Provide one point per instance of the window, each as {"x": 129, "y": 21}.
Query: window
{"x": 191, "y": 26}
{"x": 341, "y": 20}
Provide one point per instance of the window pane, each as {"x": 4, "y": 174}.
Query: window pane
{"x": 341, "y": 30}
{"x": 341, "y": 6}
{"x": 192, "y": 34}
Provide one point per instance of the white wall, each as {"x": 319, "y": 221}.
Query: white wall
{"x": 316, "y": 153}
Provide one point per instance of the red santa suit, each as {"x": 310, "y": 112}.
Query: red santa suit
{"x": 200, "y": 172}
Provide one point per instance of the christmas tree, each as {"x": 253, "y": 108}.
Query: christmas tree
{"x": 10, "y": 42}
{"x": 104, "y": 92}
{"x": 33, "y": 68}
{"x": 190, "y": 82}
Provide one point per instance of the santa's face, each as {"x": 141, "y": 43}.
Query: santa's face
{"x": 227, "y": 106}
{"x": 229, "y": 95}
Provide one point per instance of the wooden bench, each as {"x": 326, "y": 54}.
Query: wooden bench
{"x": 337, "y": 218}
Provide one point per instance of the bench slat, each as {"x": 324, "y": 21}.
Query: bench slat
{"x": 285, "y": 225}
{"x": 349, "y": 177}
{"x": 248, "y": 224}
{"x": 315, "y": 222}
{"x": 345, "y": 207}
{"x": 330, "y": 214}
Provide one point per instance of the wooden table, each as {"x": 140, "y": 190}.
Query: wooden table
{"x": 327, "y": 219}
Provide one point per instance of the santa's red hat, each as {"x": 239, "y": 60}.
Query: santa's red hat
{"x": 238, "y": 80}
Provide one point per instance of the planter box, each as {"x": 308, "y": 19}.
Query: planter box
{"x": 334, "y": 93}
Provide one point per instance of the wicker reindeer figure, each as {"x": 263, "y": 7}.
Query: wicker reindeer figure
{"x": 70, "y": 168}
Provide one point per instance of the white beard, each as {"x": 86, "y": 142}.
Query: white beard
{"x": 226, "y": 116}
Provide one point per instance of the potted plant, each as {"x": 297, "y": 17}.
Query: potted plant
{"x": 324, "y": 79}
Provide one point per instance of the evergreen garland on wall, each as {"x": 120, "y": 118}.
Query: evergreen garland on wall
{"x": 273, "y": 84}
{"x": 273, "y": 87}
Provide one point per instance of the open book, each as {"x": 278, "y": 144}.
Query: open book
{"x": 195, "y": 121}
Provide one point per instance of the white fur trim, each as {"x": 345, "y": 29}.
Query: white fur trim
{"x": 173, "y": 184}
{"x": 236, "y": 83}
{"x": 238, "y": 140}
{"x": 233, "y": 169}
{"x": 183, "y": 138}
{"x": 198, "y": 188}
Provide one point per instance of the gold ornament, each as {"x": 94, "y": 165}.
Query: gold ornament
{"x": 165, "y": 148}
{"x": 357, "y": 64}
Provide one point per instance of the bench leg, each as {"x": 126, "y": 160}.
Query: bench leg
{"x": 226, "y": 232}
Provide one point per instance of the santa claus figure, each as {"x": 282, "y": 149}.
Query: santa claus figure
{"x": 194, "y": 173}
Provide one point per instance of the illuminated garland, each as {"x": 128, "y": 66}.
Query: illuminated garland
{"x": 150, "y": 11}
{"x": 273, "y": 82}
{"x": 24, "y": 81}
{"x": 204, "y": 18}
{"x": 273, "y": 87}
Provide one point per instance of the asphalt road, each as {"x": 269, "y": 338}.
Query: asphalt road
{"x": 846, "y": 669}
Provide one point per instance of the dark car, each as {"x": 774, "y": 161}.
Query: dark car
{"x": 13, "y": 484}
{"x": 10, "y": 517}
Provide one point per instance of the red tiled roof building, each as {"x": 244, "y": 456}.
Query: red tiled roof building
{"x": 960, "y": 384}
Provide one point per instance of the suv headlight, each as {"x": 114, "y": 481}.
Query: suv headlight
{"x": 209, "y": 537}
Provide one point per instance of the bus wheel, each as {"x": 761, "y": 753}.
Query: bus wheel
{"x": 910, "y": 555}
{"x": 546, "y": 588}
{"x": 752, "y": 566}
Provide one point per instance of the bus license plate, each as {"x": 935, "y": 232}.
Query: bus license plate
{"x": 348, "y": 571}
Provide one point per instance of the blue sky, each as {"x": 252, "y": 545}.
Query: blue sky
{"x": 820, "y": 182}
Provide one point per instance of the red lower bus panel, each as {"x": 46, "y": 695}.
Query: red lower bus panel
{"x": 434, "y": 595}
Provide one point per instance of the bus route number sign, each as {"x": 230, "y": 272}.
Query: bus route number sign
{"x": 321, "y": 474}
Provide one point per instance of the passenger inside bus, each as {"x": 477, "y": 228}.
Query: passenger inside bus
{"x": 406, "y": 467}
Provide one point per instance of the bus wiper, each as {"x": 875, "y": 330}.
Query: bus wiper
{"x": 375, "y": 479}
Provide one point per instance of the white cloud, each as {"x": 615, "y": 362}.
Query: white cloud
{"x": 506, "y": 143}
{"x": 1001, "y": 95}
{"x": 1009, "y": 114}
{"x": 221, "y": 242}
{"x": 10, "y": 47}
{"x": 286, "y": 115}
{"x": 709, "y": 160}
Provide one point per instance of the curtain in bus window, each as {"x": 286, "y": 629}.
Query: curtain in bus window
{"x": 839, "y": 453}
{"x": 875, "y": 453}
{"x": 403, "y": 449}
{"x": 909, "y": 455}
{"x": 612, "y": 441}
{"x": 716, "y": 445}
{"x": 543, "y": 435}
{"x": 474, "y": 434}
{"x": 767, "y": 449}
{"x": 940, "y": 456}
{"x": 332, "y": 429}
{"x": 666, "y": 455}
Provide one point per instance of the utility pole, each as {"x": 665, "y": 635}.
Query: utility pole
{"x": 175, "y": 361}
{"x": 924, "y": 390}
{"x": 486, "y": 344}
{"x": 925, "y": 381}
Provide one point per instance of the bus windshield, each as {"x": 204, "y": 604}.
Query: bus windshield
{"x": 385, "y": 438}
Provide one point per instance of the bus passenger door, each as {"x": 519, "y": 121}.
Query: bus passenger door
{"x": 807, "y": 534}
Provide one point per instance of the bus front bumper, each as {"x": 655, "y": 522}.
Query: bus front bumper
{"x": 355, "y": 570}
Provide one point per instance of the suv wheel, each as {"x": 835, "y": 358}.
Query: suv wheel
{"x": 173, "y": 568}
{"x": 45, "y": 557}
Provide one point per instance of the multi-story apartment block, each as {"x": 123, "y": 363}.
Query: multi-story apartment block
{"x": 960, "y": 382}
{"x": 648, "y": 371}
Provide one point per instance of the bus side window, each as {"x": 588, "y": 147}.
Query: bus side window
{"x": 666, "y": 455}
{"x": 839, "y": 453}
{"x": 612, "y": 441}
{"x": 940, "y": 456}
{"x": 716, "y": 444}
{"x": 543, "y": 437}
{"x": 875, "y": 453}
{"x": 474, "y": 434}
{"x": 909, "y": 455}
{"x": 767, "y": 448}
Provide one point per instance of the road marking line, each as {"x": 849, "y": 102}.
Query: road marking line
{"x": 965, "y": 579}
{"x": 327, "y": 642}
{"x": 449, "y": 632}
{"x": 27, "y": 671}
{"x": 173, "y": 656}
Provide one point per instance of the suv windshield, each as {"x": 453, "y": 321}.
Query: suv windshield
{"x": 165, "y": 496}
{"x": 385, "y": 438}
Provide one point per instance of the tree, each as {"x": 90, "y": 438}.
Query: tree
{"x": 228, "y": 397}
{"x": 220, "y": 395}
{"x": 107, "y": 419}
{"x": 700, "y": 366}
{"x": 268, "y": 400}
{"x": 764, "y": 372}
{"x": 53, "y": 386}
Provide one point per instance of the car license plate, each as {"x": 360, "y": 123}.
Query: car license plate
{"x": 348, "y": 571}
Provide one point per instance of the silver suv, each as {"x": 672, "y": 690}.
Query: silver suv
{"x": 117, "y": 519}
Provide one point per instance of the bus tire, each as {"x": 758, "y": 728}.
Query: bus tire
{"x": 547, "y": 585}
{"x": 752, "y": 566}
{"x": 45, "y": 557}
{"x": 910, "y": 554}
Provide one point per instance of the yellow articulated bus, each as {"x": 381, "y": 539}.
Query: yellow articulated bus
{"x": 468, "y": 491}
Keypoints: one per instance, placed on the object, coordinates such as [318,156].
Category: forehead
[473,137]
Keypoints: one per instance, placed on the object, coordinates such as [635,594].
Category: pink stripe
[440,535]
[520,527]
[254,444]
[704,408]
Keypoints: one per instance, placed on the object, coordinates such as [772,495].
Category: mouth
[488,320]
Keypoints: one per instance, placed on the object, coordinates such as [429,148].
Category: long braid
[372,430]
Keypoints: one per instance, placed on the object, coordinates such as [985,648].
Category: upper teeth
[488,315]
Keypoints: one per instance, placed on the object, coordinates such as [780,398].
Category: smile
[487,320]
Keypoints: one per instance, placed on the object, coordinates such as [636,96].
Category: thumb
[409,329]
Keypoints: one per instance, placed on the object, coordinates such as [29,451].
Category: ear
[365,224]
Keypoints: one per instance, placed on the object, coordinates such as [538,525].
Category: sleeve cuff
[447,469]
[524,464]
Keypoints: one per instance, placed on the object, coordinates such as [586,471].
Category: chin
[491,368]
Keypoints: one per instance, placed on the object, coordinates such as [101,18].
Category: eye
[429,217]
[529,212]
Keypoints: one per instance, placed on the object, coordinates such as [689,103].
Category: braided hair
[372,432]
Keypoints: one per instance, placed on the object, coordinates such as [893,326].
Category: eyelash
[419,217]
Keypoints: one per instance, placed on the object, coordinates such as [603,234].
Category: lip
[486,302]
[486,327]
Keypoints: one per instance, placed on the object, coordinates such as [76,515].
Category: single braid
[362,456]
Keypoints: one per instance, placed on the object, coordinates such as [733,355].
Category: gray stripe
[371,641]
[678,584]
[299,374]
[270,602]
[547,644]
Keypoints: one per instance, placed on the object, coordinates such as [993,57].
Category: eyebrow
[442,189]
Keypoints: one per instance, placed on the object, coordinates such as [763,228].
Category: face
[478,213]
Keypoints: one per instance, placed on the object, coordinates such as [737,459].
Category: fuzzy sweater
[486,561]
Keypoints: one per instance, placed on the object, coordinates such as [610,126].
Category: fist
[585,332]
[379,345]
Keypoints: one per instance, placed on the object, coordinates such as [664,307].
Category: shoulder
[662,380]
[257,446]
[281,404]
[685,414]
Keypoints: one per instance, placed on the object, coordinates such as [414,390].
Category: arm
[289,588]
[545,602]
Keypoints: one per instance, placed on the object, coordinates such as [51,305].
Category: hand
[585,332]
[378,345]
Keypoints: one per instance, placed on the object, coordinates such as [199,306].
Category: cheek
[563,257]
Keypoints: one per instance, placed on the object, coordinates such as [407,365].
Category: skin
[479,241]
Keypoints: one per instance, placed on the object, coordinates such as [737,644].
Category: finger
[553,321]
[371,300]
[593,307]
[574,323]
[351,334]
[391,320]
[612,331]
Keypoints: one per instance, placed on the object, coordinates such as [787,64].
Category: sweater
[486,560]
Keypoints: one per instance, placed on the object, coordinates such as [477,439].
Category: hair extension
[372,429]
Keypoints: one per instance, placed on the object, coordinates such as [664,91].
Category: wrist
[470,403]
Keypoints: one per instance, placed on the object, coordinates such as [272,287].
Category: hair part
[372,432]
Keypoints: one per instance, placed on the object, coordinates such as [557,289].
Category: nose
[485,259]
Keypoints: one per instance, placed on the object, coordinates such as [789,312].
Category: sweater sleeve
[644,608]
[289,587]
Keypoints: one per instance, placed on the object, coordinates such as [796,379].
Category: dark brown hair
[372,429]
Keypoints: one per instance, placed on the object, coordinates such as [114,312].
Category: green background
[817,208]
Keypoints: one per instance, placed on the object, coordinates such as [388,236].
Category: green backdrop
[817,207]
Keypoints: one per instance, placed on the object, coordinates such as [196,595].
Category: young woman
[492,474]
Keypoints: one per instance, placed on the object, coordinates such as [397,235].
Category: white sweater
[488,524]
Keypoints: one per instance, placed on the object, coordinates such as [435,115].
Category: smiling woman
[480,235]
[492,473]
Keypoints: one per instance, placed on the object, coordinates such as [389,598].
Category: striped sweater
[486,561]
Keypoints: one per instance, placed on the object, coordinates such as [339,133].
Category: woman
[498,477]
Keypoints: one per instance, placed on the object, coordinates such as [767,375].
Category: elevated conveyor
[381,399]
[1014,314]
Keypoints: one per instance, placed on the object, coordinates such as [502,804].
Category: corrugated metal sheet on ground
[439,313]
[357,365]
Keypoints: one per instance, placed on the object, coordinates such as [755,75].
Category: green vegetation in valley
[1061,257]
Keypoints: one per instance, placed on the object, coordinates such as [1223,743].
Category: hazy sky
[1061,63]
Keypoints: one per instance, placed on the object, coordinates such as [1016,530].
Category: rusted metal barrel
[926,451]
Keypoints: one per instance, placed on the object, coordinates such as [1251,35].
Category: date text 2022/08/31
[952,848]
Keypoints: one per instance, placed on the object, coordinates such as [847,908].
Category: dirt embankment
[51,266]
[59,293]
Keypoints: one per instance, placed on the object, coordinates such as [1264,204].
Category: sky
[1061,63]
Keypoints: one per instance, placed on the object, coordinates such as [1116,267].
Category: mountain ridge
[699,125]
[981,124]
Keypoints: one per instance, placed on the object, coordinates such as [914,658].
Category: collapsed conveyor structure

PROBLEM TO SOLVE: Reproduce the lines above, beginning at the line with "Provide one point per instance of the white wall, each" and stopping after the line with "Provide one point per instance of the wicker", exactly as they are.

OUTPUT OF THE TASK:
Provide one point per instance of the white wall, each as {"x": 319, "y": 221}.
Query: white wall
{"x": 316, "y": 153}
Provide one point per instance of the red santa suit, each as {"x": 310, "y": 112}.
Query: red santa suit
{"x": 200, "y": 172}
Provide one point per instance of the christmas tree, each as {"x": 253, "y": 108}.
Query: christmas tree
{"x": 10, "y": 42}
{"x": 104, "y": 92}
{"x": 33, "y": 68}
{"x": 190, "y": 82}
Provide one point per instance of the santa's face, each as {"x": 141, "y": 43}.
Query: santa's face
{"x": 227, "y": 106}
{"x": 229, "y": 95}
Provide one point per instance of the wooden bench, each as {"x": 326, "y": 54}.
Query: wooden bench
{"x": 337, "y": 218}
Provide one point per instance of the bench slat, each as {"x": 324, "y": 21}.
Query: bench slat
{"x": 285, "y": 225}
{"x": 349, "y": 177}
{"x": 248, "y": 224}
{"x": 315, "y": 222}
{"x": 345, "y": 207}
{"x": 330, "y": 214}
Provide one point per instance of the wooden table, each as {"x": 140, "y": 190}.
Query: wooden table
{"x": 327, "y": 219}
Provide one point per instance of the santa's red hat, each as {"x": 239, "y": 60}.
Query: santa's red hat
{"x": 238, "y": 80}
Provide one point per instance of the planter box, each as {"x": 308, "y": 19}.
Query: planter box
{"x": 334, "y": 93}
Provide one point per instance of the wicker reindeer figure, each as {"x": 263, "y": 7}.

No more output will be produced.